» WHAT TO DO
Reproduce only the lines that run from the line with "Where can the eroded" to the last line of the material, both ends included, exactly as they appear.

» Dataset records
• • • • •

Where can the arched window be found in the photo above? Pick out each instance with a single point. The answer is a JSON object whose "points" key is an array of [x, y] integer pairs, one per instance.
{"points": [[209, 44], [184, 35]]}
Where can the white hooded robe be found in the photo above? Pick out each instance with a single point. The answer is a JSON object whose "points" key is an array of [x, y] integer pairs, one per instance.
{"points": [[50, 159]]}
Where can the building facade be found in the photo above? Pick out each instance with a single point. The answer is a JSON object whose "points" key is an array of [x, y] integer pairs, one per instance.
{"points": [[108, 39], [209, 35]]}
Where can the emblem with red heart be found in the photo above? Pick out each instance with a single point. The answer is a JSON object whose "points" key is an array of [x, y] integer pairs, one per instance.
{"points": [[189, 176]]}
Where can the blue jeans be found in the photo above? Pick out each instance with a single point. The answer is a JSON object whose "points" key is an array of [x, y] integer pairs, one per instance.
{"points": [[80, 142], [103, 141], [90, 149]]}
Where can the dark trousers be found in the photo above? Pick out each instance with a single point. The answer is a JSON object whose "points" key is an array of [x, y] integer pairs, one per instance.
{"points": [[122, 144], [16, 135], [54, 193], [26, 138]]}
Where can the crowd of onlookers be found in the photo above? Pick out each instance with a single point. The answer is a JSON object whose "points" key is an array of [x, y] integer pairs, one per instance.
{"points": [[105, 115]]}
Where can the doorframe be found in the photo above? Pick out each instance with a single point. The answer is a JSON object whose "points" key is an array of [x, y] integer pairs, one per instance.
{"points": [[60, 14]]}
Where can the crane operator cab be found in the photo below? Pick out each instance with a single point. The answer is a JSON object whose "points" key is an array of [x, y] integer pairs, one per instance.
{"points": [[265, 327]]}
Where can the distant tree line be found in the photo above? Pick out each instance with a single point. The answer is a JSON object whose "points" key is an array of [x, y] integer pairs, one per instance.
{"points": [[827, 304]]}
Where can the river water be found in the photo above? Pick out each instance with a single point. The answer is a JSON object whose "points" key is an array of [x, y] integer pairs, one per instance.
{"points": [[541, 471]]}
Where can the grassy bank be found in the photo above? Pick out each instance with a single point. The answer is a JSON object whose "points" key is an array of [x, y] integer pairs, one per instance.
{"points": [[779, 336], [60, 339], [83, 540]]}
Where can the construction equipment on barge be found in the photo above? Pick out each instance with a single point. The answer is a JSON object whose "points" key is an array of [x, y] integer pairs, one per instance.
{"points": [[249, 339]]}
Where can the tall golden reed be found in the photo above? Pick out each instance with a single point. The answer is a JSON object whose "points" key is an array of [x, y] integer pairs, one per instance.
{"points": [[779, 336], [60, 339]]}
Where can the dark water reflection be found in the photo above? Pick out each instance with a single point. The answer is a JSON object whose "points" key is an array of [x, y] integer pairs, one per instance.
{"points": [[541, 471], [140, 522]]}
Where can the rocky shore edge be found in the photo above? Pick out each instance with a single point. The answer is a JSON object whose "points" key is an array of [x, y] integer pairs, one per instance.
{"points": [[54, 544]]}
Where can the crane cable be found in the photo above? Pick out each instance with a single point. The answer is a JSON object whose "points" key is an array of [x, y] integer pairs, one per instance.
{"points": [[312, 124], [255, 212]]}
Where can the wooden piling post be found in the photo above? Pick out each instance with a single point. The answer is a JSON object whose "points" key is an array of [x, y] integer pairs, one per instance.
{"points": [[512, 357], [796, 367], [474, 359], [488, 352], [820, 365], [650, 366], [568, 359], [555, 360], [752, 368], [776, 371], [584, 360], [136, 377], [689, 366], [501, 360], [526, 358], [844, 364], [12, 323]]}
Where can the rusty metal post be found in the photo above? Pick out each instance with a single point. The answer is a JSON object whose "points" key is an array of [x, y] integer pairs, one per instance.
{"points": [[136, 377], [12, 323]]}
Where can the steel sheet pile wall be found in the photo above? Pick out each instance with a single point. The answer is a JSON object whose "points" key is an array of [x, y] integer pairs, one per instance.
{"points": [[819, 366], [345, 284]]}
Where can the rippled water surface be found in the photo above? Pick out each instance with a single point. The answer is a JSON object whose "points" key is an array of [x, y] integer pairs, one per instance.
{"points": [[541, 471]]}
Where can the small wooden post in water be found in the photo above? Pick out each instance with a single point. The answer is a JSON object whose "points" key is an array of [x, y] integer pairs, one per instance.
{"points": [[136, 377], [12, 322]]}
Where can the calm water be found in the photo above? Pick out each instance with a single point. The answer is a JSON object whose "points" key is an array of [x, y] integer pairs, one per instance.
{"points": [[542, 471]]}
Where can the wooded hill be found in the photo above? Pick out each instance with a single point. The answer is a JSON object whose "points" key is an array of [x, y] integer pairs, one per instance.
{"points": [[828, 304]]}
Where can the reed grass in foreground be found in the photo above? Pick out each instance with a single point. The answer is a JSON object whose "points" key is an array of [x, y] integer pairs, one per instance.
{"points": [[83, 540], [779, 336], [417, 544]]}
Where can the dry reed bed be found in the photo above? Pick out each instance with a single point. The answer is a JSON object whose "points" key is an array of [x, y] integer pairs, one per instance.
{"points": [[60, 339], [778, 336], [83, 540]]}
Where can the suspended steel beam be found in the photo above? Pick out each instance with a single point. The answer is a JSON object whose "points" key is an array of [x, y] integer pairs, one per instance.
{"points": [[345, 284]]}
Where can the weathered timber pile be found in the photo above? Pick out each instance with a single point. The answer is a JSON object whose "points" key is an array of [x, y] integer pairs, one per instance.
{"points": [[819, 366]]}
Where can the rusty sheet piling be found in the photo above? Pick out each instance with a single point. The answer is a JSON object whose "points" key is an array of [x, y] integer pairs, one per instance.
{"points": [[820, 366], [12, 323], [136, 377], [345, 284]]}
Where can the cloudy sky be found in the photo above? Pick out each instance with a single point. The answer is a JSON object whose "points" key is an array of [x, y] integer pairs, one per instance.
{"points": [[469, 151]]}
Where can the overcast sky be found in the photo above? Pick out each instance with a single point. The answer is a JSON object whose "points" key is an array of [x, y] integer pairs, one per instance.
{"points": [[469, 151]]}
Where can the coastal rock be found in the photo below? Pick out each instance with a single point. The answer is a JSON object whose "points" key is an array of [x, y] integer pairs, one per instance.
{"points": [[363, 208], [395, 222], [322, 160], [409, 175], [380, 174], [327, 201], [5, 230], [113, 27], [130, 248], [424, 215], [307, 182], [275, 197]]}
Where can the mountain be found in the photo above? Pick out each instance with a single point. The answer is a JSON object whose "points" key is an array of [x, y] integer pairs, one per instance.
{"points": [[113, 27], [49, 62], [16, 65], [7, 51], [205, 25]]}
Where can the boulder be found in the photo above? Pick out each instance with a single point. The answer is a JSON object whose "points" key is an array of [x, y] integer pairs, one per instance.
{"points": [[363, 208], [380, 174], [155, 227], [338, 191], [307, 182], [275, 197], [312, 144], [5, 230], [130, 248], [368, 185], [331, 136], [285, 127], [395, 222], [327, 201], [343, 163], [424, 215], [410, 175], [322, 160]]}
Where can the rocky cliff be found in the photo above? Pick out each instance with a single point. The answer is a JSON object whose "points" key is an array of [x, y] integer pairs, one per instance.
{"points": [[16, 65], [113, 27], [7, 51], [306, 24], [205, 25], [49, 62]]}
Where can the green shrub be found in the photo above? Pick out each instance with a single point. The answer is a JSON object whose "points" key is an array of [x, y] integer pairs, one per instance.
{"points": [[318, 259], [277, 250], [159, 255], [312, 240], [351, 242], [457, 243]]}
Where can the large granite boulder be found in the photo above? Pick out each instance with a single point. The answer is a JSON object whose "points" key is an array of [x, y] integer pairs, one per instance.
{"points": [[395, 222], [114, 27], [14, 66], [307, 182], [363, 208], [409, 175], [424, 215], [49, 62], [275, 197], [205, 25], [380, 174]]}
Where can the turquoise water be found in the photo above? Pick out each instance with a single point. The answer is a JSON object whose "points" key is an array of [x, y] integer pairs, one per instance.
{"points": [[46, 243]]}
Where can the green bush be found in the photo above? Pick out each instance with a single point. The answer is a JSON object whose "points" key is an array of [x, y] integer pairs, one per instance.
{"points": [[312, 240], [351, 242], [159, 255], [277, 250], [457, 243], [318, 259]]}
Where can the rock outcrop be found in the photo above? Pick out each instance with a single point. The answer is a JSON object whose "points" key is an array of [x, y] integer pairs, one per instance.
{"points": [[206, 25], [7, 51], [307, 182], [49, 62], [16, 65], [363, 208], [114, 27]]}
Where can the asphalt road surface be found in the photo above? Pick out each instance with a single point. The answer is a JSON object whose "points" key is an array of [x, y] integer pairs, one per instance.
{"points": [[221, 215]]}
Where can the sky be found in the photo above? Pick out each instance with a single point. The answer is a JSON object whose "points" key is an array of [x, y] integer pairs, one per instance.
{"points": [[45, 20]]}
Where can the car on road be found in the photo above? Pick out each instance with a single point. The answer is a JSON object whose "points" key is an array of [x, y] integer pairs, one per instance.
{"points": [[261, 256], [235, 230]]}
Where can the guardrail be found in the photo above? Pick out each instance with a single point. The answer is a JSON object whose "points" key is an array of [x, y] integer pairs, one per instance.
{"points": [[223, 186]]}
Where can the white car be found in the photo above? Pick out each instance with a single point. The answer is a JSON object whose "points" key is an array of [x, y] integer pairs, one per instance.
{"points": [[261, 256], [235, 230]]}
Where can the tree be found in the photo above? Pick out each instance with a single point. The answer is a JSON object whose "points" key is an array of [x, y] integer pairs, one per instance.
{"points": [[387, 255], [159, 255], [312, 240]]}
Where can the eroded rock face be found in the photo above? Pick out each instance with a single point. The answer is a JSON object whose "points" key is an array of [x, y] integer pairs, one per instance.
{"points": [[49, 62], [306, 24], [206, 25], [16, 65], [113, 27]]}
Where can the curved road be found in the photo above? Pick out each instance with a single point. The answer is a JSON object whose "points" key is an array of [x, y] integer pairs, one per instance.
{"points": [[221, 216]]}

• • • • •

» IN RESPONSE
Where can the eroded rock face be found in the photo above? Pick out each instance with a single point. The answer is a JSON object whose "points" key is an array of [x, y] integer pairs, one per instance.
{"points": [[49, 62], [306, 24], [206, 25], [16, 65], [113, 27]]}
Where can the curved road be found in the photo above? Pick out each instance with a single point. The answer is a JSON object whose "points" key is an array of [x, y] integer pairs, one per instance.
{"points": [[221, 216]]}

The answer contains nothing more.